__Brief A__
Write out everything in the HPC cluster post from "I figured what" down to "the summer arrives)".
__Brief B__
In the HPC cluster post, which operating system will be installed on the machines?
__Brief C__
Write the next part of the HPC cluster post, starting after its last sentence.

__Supplied passage__
- - -

Jump to content
Science Forums

Building an HPC Cluster...


Recommended Posts

So I am dedicating this sticky to that, i am currently putting together an HPC cluster to run at home for use, including other things, but mainly for some project computation needs here at hypo (please check out the Strange Numbers thread)

 

I figured what i wanted to do, i am going to make custom installs of Gentoo on a few machines to start with, i will start a 2 node cluster on machines i have at home, i hope to go to a 4 or 5 node next week, and hopefully to an 8 node in the coming months (actually if i get a decent amount of money from taxes, this may turn to have a large amount of nodes before the summer arrives)

 

current hardware:

 

master:

3.4Ghz P4ht 800Mhz fsb

2.5Gb DDR400

 

node 1:

3.0Ghz P4ht 800MHz fsb

1.5GB ddr400

 

network: is a dedicated 8 port gigabit switch, intel gigabit cards.

- - -

Raw listing
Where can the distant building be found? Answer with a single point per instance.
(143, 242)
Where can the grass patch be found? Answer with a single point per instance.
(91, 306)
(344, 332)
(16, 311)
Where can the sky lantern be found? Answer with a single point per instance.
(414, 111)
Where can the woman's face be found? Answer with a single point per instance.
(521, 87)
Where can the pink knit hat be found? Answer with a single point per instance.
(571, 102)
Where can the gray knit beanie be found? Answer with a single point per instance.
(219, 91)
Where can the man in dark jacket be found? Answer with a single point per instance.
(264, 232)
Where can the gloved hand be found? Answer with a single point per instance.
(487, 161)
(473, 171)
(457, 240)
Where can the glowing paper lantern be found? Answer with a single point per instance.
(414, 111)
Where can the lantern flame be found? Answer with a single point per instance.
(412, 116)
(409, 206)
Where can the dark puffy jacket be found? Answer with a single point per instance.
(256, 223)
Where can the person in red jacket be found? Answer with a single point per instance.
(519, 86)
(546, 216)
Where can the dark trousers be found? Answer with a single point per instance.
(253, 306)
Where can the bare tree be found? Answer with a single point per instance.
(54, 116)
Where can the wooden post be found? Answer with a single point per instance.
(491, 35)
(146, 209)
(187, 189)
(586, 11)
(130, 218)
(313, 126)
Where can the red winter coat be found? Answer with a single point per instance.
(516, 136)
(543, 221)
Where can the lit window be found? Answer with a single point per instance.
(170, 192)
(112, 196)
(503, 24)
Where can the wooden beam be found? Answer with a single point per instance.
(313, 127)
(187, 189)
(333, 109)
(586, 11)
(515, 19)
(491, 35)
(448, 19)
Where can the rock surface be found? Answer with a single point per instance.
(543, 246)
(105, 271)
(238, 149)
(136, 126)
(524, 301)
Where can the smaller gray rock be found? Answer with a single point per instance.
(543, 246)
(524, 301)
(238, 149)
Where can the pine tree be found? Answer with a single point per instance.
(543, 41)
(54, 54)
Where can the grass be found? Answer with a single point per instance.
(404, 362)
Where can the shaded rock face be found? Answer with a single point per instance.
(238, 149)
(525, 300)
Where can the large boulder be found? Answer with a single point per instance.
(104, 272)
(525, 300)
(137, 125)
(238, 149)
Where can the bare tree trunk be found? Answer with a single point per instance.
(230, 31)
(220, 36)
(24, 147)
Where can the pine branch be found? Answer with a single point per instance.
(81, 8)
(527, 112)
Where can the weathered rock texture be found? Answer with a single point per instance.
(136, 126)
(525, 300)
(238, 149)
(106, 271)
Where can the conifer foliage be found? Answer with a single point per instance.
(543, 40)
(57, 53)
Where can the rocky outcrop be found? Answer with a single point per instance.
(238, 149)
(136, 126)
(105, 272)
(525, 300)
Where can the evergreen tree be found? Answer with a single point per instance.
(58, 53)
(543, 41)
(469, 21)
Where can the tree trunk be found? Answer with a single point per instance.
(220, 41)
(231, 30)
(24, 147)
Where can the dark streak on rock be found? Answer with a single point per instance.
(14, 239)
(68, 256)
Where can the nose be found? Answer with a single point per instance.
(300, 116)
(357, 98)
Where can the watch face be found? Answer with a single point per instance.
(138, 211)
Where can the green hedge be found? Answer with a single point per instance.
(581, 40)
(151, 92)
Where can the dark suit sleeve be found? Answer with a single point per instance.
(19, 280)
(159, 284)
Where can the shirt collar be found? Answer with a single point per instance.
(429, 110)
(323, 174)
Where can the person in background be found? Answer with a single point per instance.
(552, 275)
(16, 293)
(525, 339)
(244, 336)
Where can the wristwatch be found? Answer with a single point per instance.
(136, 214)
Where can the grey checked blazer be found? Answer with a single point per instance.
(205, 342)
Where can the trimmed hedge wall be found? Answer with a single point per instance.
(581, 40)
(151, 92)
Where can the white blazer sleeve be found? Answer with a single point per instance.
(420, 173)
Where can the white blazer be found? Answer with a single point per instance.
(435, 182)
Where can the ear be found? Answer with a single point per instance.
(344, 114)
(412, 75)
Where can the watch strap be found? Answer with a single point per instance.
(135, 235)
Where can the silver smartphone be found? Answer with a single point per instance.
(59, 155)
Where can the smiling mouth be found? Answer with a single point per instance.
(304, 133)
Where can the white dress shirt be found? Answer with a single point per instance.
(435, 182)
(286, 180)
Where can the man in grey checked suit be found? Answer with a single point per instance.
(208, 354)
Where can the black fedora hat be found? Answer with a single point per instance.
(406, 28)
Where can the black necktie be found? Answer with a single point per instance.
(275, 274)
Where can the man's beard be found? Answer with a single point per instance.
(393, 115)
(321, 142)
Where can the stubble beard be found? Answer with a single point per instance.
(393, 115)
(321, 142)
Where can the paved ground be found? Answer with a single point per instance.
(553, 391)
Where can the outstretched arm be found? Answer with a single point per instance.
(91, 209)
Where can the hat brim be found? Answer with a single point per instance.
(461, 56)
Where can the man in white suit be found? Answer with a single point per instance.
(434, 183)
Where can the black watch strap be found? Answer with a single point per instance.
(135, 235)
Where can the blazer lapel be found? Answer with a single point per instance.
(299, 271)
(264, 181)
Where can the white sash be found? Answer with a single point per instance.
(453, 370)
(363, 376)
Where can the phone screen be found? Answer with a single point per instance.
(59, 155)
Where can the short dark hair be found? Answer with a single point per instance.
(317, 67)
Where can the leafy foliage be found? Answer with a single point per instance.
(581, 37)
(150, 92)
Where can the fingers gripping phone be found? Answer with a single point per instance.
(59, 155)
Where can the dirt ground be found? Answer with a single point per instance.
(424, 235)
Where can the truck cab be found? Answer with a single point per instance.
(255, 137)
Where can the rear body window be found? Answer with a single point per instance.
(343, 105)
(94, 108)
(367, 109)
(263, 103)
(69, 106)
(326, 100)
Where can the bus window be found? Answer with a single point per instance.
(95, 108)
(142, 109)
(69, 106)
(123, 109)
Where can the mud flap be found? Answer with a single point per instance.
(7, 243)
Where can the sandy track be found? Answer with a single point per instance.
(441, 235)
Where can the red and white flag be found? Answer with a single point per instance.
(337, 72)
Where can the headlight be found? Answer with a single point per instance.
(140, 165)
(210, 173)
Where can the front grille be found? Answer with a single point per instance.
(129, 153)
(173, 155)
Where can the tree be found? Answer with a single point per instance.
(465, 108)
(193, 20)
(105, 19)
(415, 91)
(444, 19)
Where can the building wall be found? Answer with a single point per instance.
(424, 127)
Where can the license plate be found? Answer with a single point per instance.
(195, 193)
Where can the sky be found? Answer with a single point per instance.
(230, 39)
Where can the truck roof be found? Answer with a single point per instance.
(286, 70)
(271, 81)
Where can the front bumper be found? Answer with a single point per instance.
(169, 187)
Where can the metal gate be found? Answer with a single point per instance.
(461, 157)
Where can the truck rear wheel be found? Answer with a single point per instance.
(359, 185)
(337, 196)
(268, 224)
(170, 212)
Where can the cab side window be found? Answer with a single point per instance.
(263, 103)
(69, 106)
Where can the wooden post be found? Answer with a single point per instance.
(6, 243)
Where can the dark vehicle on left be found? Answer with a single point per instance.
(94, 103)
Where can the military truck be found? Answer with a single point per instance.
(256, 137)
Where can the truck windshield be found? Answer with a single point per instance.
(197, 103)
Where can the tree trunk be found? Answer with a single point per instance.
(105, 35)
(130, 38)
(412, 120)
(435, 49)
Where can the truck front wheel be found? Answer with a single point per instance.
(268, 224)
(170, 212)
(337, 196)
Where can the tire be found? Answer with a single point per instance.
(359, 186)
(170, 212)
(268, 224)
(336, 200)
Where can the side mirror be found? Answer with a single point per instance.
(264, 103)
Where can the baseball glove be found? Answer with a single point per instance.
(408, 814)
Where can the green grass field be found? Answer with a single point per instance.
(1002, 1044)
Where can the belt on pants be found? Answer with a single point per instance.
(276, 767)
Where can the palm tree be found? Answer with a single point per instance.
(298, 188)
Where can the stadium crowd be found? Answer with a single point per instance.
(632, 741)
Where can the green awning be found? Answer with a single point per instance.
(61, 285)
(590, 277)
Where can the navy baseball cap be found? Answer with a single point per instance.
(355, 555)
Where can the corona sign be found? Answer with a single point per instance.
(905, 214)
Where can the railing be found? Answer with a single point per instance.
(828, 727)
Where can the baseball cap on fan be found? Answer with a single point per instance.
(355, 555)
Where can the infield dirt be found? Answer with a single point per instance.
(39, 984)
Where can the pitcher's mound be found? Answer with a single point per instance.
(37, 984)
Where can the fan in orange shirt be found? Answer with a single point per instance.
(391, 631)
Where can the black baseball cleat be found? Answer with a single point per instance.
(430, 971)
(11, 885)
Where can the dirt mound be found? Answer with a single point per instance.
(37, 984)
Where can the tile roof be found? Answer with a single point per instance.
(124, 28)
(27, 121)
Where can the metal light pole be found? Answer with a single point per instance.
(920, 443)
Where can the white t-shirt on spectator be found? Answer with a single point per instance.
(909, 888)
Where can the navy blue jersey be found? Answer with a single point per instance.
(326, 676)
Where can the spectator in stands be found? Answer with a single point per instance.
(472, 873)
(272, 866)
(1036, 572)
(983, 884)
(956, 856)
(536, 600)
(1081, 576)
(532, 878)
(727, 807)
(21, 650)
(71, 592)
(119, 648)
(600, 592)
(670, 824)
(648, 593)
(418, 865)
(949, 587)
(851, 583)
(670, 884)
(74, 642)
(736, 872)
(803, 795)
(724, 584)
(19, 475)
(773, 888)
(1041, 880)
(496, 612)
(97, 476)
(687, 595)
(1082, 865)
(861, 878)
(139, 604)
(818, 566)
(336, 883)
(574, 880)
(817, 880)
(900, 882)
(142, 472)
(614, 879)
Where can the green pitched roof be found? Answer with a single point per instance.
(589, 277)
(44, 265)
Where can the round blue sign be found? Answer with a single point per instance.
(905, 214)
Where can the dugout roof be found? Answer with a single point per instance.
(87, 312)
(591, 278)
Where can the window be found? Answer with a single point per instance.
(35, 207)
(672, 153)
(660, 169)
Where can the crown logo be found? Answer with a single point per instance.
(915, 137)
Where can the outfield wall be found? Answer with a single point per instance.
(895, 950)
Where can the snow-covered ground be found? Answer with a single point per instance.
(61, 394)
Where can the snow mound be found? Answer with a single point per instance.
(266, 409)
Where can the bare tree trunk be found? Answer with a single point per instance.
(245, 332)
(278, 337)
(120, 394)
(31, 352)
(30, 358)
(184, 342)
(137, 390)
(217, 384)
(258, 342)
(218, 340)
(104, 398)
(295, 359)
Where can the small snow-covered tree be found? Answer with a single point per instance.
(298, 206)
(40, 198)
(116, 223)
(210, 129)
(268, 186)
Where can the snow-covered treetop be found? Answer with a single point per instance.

- - -

__Response A__
I figured what i wanted to do, i am going to make custom installs of Gentoo on a few machines to start with, i will start a 2 node cluster on machines i have at home, i hope to go to a 4 or 5 node next week, and hopefully to an 8 node in the coming months (actually if i get a decent amount of money from taxes, this may turn to have a large amount of nodes before the summer arrives)

__Response B__
Custom installs of Gentoo.

__Response C__
Storage: not decided yet, master node may get a storage facelift, figuring 1-2T should suffice for now this will eliminate the usage of the network to store the data

 

as i physically get more nodes, i will post them here

 

first reference: Gentoo Linux Documentation -- High Performance Computing on Gentoo Linux

 

now i just need to make it happen software-wise

 

I decided to go with gentoo only because its a totally stripped down distro that i can build up... i didnt want a live distro, it uses too much ram, usually they are inefficient too, i might eventually make a net-boot version, but for now i just want to get it going, and start writing mpi code for it.

 

I'll post as i go along, on what happens, how it gets resolved, etc :shrug:

 

once i have master, new nodes will be allowed to use distcc to build their packages, so each consecutive node will have more processing power to compile with for boot strapping etc

Link to comment
Share on other sites

So I am dedicating this sticky to that, i am currently putting together an HPC cluster to run at home for use, including other things, but mainly for some project computation needs here at hypo (please check out the Strange Numbers thread)...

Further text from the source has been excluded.